--- Begin ---
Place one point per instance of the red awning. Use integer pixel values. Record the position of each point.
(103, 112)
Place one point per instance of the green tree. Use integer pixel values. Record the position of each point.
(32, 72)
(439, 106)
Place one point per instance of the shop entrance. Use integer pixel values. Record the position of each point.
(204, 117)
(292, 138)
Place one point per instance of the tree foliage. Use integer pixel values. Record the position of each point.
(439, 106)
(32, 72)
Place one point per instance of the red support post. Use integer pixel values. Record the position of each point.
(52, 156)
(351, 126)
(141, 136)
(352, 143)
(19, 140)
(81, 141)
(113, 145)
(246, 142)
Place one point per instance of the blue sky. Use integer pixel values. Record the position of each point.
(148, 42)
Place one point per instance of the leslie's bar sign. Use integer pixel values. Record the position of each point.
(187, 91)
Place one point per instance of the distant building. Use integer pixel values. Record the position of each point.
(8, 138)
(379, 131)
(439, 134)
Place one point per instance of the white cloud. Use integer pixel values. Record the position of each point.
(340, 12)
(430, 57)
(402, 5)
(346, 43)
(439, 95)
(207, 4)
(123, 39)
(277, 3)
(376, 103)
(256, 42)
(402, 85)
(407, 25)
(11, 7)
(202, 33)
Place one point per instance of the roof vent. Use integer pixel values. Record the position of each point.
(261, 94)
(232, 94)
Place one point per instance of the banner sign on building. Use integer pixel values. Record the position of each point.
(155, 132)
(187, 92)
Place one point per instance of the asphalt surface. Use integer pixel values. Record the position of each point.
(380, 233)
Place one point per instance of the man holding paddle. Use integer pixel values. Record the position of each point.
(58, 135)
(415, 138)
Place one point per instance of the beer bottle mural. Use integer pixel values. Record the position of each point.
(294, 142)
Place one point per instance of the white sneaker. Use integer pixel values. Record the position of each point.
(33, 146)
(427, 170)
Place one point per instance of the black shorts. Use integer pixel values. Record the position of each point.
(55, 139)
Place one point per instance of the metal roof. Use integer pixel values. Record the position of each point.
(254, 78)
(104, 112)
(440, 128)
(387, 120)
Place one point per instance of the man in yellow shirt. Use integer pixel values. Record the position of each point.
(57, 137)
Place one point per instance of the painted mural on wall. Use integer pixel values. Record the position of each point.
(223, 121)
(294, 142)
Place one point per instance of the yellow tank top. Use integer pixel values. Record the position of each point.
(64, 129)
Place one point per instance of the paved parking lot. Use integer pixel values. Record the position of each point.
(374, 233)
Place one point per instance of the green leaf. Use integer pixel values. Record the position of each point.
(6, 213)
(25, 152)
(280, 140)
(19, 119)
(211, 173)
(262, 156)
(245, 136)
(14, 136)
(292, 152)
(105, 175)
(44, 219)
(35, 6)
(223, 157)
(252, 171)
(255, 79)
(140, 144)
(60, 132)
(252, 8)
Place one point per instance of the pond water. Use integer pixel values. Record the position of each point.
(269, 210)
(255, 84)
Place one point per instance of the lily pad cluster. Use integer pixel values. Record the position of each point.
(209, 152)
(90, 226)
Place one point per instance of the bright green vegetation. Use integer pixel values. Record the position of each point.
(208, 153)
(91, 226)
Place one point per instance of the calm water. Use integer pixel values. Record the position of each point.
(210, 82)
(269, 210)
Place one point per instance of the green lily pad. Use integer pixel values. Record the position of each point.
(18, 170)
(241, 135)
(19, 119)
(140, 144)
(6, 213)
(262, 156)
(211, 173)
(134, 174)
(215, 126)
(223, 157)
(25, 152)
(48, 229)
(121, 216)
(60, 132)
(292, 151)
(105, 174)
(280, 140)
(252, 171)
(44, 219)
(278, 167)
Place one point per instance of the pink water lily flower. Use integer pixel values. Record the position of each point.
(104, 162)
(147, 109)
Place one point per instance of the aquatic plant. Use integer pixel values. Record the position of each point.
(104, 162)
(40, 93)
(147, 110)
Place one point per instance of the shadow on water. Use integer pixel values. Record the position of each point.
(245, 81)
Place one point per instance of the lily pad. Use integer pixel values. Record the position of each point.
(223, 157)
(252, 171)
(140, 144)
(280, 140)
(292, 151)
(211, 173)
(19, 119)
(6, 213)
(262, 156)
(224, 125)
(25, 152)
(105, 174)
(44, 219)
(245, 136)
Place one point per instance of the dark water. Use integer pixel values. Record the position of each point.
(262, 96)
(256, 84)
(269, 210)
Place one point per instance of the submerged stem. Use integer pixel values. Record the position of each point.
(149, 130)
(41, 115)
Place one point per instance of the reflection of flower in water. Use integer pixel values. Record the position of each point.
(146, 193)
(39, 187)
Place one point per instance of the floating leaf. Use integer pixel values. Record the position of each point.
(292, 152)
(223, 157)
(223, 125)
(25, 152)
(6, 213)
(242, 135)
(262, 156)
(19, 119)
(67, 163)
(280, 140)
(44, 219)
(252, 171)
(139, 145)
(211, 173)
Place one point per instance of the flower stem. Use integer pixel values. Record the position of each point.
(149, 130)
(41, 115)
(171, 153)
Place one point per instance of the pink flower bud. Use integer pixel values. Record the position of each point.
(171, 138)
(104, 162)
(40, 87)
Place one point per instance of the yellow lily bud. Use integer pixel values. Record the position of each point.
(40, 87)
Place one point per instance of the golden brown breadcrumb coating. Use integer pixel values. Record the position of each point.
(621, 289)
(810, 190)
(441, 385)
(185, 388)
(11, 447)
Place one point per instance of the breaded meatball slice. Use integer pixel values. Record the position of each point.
--- End ---
#### [DO THIS]
Starting at the line containing "Place one point per instance of the pink flower" and ending at the last line of the records, write out every line again with the requests unchanged, and shift each coordinate in the answers by adding 7 to it.

#### [ANSWER]
Place one point per instance of the pink flower bud. Use integer pixel values. Record the position of each point.
(178, 145)
(111, 169)
(47, 94)
Place one point per instance of the yellow lily bud. Use integer pixel values. Record the position of each point.
(47, 94)
Place one point per instance of the golden brown breadcrumb coating. Use integer pixel values. Record the position of each point.
(628, 296)
(817, 197)
(448, 392)
(192, 395)
(18, 454)
Place one point per instance of the breaded meatball slice. Use integer pixel values. Record the position of each point.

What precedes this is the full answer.